◆ WHAT TO DO:
Starting with the line that contains "Target: mossy rock" and stopping after the line that contains "of the barnacle", copy the entries below exactly. Include nothing else.

----- SOURCE INFORMATION

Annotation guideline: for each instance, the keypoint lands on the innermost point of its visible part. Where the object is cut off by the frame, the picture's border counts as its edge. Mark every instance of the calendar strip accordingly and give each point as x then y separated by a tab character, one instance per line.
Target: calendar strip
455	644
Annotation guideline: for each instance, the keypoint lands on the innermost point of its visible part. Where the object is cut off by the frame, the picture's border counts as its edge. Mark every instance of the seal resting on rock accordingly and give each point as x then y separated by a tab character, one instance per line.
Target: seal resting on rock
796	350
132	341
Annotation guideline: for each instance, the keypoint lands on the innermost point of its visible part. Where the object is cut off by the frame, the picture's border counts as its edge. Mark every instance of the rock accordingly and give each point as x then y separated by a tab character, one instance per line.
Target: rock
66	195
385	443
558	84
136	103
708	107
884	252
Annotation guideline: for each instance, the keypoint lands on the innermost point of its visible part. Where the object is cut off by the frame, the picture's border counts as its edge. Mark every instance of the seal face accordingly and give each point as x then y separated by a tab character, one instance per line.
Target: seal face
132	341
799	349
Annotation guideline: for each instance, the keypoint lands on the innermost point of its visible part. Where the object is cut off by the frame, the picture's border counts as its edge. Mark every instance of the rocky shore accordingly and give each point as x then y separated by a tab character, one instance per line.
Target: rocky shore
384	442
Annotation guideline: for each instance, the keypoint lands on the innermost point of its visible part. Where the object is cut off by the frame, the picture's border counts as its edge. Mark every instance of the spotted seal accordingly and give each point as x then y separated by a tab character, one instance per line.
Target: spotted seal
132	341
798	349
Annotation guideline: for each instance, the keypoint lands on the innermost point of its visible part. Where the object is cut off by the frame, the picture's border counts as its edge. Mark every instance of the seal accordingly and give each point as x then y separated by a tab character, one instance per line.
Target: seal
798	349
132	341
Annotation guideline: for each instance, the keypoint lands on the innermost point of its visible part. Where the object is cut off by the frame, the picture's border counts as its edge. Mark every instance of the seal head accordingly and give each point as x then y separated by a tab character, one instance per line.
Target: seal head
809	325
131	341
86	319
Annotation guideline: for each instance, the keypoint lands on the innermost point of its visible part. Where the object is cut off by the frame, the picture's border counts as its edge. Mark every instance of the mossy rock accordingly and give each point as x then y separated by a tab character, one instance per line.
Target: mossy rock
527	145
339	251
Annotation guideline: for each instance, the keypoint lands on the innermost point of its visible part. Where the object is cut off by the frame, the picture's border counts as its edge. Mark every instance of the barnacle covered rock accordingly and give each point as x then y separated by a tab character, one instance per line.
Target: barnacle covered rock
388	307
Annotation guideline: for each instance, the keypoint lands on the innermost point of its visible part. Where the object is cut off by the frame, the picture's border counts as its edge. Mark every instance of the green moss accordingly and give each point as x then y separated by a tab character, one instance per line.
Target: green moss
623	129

----------

◆ WRITTEN RESPONSE:
Target: mossy rock
527	145
339	251
Annotation guideline: for each instance, the keypoint lands on the innermost point of its visible part. Where the object is cut off by the frame, the picture's border counts as its edge. Mark every instance of the barnacle covered rock accordingly and give each point as x then y separated by a tab character, one instance per line.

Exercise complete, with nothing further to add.